CHECK YOUR UNDERSTANDING:
1. In the adoption story, condense the paragraph beginning "After we had brought 8 of our 13 children home" into a shorter version that keeps its main facts.
2. Carry on the adoption story from its last sentence.

EXCERPTED PASSAGE:
In 2006 my husband and I heard the call to adopt. Our plan was to bring home two daughters from China. That sounded reasonable, right?
But God had another plan for us and He was loud and clear. Over and over again I could hear Him say, “Bring home the children.” And so we did. From 2006 until 2013 my husband and I worked hard to bring home thirteen beautiful children. Thirteen treasures became part of our family through the blessings of international adoption!
It seemed that we were always in the adoption process, just bringing a child home, or preparing for a child to join our family. It was a joyous time because we knew we were doing exactly what He had planned for us. We had moments of doubt and fear but the more we leaned on God the more comfort and direction He gave us.
After we had brought 8 of our 13 children home I met a Mom that had also adopted many children. I was so surprised and confused by her lack of joy. She was exhausted and disillusioned. Her family was not what she thought it would be and they were suffering. She said things that scared me and caused me to pause and pray. She had lost hope and I wondered if that would be me/us someday…
She told me that adoption can be addicting and that a person can get caught up in the process before they realize the family they have created. Gulp… and gulp again. I wanted to serve God and live the life that He intended for me and for our family but was my desire to serve becoming self-serving? Was I addicted to adoption and was our family’s future heading down the same path? Would we be disillusioned, frustrated, exhausted and feeling defeated? It was a lot to take in and I knew it would take time to process all of these questions.

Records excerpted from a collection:
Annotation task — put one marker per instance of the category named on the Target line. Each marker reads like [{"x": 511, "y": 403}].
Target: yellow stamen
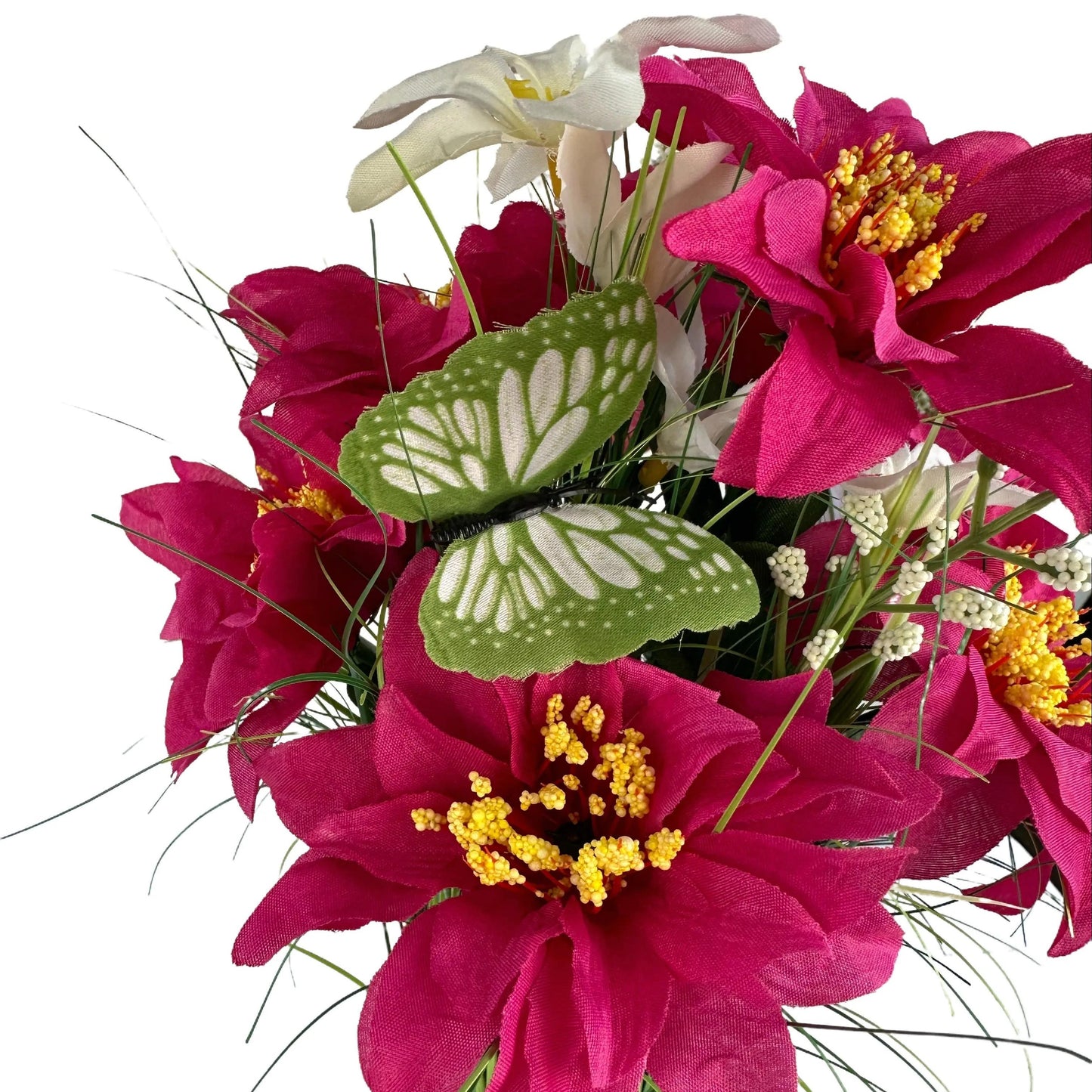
[
  {"x": 496, "y": 852},
  {"x": 1030, "y": 654},
  {"x": 880, "y": 200}
]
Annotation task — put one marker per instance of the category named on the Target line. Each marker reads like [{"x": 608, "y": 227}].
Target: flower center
[
  {"x": 883, "y": 203},
  {"x": 314, "y": 500},
  {"x": 1029, "y": 659},
  {"x": 574, "y": 832}
]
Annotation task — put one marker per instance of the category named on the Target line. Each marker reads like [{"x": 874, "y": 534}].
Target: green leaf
[
  {"x": 508, "y": 413},
  {"x": 581, "y": 582}
]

TASK-BY-TASK OUTPUTS:
1. After bringing home 8 of their 13 children, the writer met a mother who had also adopted many children. She was exhausted, disillusioned and joyless. Her family was suffering and was not what she had expected. Her words scared the writer into pausing to pray and wondering whether the same loss of hope might come to their own family someday.

2.
After much prayer and discernment we decided to continue with our mission. God was still loud and clear. He said, “Bring home the children.” There were no guarantees in our future. We very well could find ourselves in the same predicament as my new acquaintance. We decided to not let fear and doubt get in the way. They were the tools of the opposition and we wanted nothing to do with them. We put our eyes on God and continued to bring home His children.
Once our two last two boys came home we declared, “We are done adopting.” At the time it seemed to make perfect sense (to us). We needed time to adjust, to bond and to become a family. We needed to NOT have our every moment filled with “the process”. My days were busy with loving our children, homeschooling and medical appointments.
So why was this woman downhearted and disillusioned? Why can some people seem to handle it while others cannot, what changed in her life?
The truth is, no one can really do it… alone. We need help, a lot of help and the kind of help we need we can only get from God.
His sense of humor,
And His grace (again),
that we need, every moment of every day.
He sees us through our challenging days. He rights our wrongs. He helps us see the humor in the little things. He enables us to do what we can’t do on our own.
And when we fail (which we do everyday), He picks us up and sends us back on our way to serve and love Him. Because we know that the more we serve and love him the happier we are and the happier our family will be.
She lost sight of Him, of the joy that comes through service to Him. It’s not about the excitement of the process, the thrill of meeting your new child or how big your family is… it’s about serving God.